• [Written task]:
Decide whether each statement agrees with the forum thread on prices in Cyprus: (a) the poster plans to buy a property in Cyprus, (b) the poster has replaced a 4x4 with a smaller car, (c) the poster is considering the west end of the island. Answer yes or no for each, quoting the words of the thread that decide it.

• [Source excerpt]:
[start]

# Prices in Cyprus.



## Sunbeam75 (Aug 24, 2009)

When we move over next year we will be renting a property and will have a pension and other sources of income at about £2000 euros a month, no need to work,( Retired) and we should manage to get our tax liability reduced as well. We will be renting out our home in the UK while we are away. Car is being shipped over with us and we got rid of the 4x4 and bought a 1.4 low emission car with a low cost of registering in Cyprus. 

Given the recent price hike in Cyprus, if I am to believe what I read on this and other forums, utilities, food and the like, is this still a goer. 

Simple folk with simple pleasures, quite happy with a walk on the beach and a cold keo!

We are looking at the west end of the island.

Any thoughts, comments.

Cheers
H


----------



## Veronica (Apr 5, 2008)

Sunbeam75 said:


> When we move over next year we will be renting a property and will have a pension and other sources of income at about £2000 euros a month, no need to work,( Retired) and we should manage to get our tax liability reduced as well. We will be renting out our home in the UK while we are away. Car is being shipped over with us and we got rid of the 4x4 and bought a 1.4 low emission car with a low cost of registering in Cyprus.

[end]

• [Supplied information]:
[start]

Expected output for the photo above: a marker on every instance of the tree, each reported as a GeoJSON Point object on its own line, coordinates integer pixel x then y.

[end]

• [Expected output]:
(a) No: "we will be renting a property"
(b) Yes: "we got rid of the 4x4 and bought a 1.4 low emission car"
(c) Yes: "We are looking at the west end of the island."